Collected data:
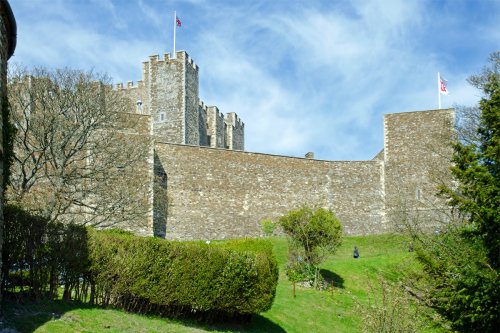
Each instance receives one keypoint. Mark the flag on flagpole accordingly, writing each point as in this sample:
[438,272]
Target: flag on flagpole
[442,86]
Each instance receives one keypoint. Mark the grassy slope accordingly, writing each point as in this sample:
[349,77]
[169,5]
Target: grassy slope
[310,311]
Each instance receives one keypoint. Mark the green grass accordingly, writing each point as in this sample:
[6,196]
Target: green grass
[335,310]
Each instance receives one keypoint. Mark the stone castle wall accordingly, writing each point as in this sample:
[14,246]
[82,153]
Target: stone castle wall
[416,154]
[169,92]
[222,191]
[217,193]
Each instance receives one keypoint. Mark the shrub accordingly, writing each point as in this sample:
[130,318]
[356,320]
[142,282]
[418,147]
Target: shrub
[312,233]
[207,281]
[268,227]
[37,254]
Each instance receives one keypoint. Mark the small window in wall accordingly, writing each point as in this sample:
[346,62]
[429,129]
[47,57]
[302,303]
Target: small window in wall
[162,117]
[418,194]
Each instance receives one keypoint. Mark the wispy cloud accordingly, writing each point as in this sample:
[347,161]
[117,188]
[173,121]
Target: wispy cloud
[304,76]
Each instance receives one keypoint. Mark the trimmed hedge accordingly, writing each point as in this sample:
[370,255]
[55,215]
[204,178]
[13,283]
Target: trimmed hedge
[151,275]
[142,274]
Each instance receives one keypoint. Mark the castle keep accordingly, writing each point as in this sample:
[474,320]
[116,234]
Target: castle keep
[208,187]
[168,92]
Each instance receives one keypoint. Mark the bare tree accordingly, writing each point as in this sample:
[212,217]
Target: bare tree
[79,155]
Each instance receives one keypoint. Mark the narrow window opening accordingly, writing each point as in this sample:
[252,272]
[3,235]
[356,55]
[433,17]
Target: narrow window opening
[418,194]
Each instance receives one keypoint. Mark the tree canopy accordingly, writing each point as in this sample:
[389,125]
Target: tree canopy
[77,150]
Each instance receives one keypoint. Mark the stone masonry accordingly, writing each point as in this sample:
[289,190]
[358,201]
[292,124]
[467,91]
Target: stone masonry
[208,187]
[169,93]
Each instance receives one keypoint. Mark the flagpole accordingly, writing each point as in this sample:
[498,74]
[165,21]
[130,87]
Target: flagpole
[175,28]
[439,91]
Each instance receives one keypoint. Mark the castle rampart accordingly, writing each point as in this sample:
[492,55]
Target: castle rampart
[218,193]
[210,188]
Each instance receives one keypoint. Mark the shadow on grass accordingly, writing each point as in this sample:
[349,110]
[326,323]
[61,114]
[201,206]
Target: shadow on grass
[332,278]
[28,316]
[256,324]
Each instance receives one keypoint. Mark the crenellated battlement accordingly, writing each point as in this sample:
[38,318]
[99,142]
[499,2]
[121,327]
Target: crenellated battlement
[129,85]
[169,92]
[234,119]
[167,57]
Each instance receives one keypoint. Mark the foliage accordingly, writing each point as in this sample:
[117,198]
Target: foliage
[73,145]
[391,310]
[151,275]
[37,254]
[311,311]
[462,263]
[8,133]
[312,234]
[268,227]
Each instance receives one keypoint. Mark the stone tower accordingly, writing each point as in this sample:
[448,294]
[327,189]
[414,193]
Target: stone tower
[169,92]
[172,86]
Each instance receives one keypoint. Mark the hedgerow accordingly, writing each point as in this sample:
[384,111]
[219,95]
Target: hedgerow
[150,275]
[141,274]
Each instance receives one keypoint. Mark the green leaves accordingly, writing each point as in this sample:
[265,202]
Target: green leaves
[237,277]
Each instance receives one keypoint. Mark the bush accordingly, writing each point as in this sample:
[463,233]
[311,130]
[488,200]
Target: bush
[312,233]
[37,254]
[268,227]
[151,275]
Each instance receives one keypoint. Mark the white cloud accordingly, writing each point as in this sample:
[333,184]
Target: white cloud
[303,76]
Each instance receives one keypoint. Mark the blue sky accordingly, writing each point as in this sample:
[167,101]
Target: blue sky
[304,75]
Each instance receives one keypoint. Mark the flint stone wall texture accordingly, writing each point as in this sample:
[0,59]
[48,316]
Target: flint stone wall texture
[217,193]
[417,156]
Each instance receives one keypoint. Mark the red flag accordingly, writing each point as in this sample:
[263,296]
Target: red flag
[442,86]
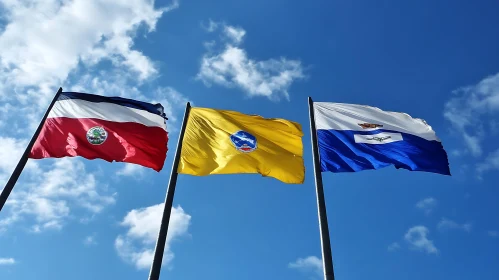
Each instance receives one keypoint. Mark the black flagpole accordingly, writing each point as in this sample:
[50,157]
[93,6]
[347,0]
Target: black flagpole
[165,220]
[24,158]
[327,259]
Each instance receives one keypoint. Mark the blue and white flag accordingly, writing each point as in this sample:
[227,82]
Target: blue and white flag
[355,137]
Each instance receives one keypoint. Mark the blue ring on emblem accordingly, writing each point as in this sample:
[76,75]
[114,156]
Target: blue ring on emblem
[244,141]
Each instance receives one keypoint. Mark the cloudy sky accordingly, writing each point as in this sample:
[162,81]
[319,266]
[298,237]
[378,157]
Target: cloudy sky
[76,219]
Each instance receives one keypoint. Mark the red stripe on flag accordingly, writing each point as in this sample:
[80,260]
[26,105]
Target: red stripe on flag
[126,142]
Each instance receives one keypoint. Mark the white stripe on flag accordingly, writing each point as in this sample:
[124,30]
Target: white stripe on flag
[82,109]
[339,116]
[379,138]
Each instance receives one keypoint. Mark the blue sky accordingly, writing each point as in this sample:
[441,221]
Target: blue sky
[435,60]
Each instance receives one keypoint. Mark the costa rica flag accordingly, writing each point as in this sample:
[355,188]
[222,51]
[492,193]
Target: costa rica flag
[109,128]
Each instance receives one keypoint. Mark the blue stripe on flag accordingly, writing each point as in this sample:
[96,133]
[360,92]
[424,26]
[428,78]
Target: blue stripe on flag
[149,107]
[340,153]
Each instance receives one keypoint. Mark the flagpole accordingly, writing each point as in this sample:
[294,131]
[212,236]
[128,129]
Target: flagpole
[327,259]
[165,220]
[24,158]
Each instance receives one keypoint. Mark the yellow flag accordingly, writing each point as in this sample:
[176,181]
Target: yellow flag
[228,142]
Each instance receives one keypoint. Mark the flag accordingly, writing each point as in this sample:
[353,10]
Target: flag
[355,137]
[109,128]
[228,142]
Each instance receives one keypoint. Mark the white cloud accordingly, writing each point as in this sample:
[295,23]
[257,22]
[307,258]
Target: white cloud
[136,246]
[211,27]
[34,52]
[51,194]
[10,152]
[235,34]
[7,261]
[393,247]
[427,205]
[309,264]
[90,240]
[470,112]
[231,67]
[171,100]
[446,224]
[417,237]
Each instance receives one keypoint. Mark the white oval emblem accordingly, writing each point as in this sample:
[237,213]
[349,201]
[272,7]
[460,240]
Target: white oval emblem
[96,135]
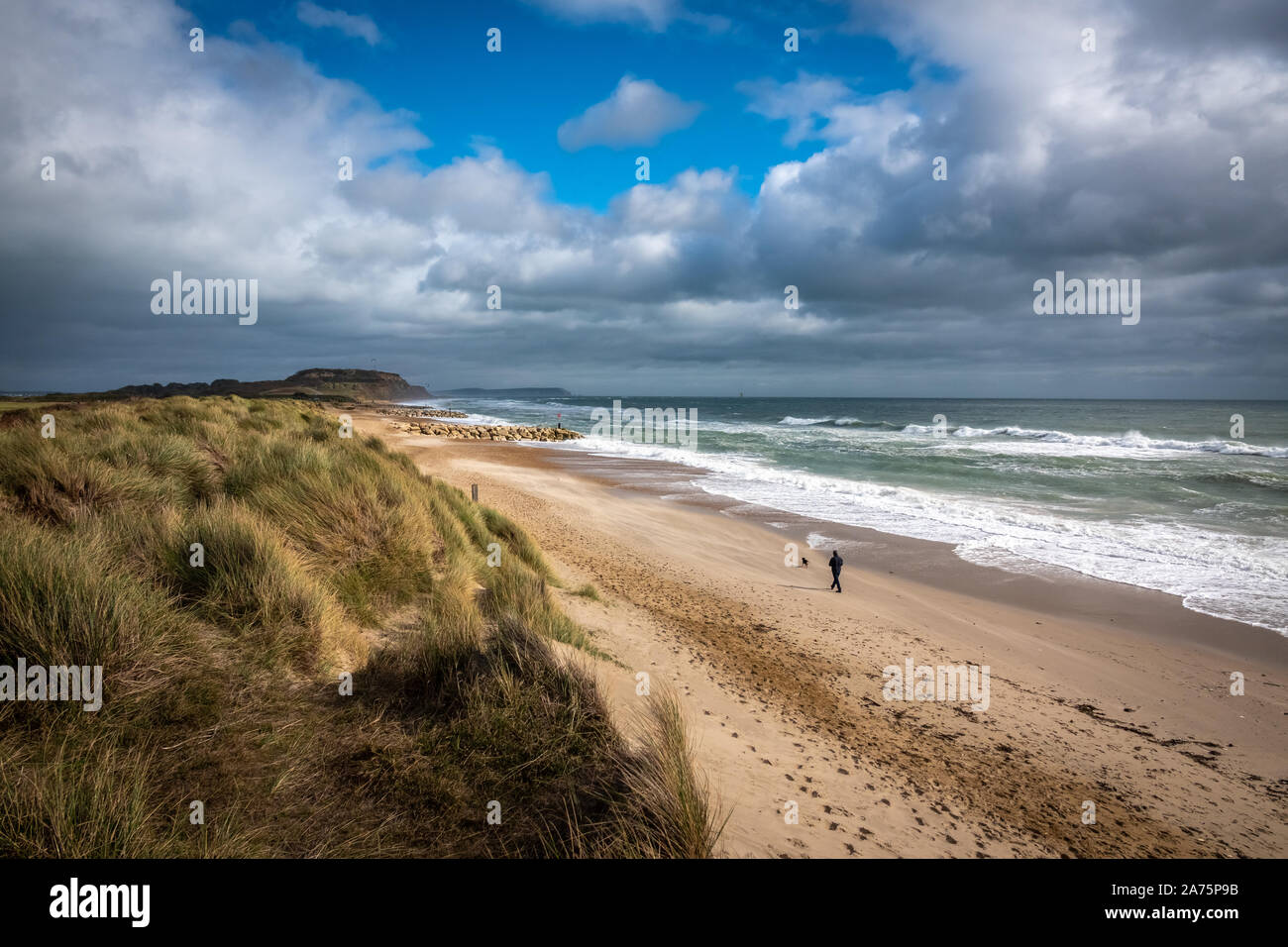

## TASK OBJECTIVE
Count the lines of the material above that contain the string "costa", treating uppercase and lowercase letters as distinct. Reply with the number alone.

## ANSWER TO THE TASK
2